● **INSTRUCTIONS FOR THE TASK**: Go through the material and return every line that contains the string "objects".

● **DATA SUPPLIED**:

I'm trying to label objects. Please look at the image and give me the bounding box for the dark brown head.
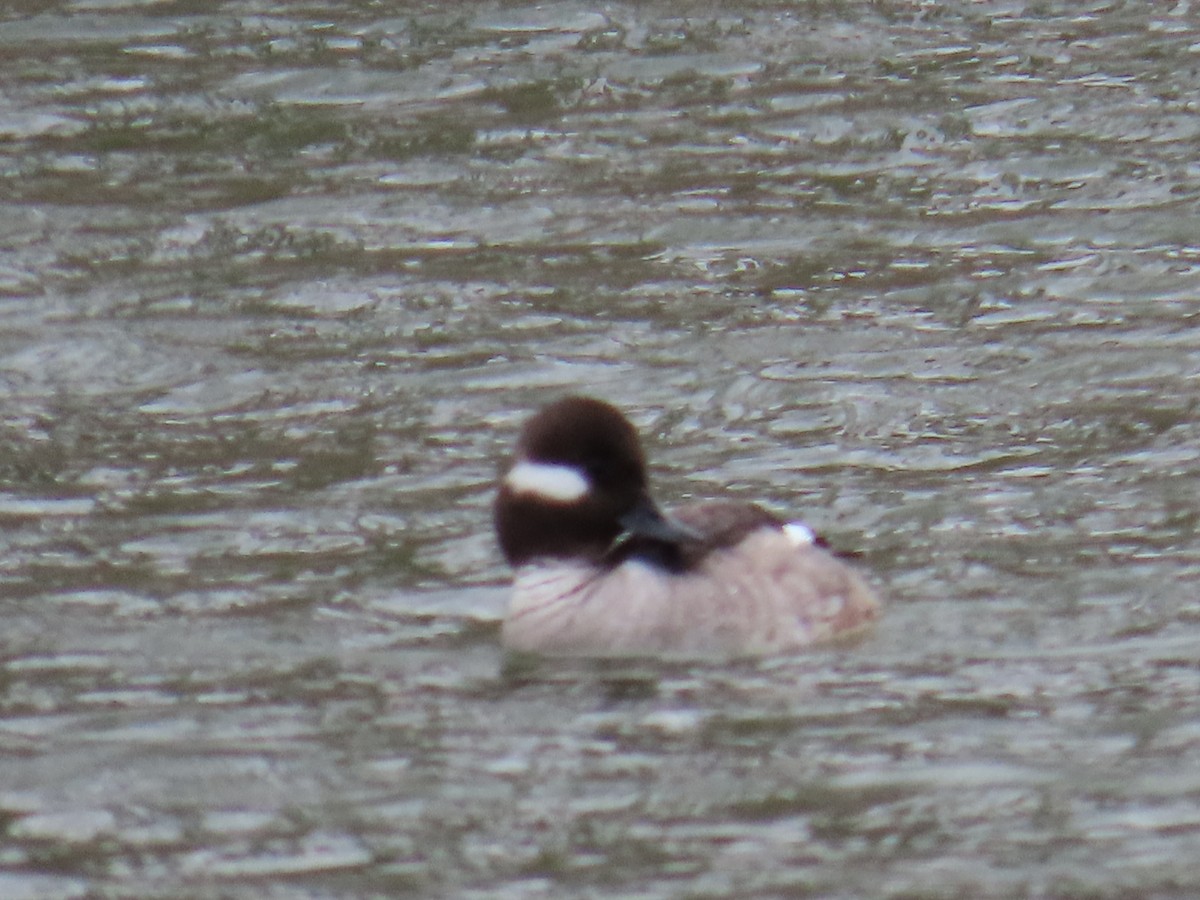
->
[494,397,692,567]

---

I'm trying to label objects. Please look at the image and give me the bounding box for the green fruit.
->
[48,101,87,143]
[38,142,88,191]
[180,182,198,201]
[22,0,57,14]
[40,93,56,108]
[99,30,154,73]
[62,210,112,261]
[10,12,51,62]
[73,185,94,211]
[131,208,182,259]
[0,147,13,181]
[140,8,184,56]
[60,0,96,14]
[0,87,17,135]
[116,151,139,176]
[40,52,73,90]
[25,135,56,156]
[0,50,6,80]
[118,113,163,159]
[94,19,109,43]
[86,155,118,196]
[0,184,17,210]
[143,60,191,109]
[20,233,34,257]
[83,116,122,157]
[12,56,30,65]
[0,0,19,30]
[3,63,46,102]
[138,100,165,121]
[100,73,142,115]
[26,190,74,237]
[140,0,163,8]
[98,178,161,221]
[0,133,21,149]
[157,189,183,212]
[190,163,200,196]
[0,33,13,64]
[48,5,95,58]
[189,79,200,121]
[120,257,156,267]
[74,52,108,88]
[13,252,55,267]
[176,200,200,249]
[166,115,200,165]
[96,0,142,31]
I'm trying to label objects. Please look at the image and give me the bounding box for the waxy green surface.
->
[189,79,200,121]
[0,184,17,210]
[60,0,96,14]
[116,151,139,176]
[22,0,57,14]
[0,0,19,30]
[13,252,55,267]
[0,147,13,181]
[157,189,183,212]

● **OUTPUT FOR THIS EXERCISE**:
I'm trying to label objects. Please look at the image and give me the bounding box for the dark brown head.
I'm trying to label objects. Please look at the image and give me the bounding box for the green fruit.
I'm trying to label objects. Please look at the image and give me the bounding box for the waxy green surface.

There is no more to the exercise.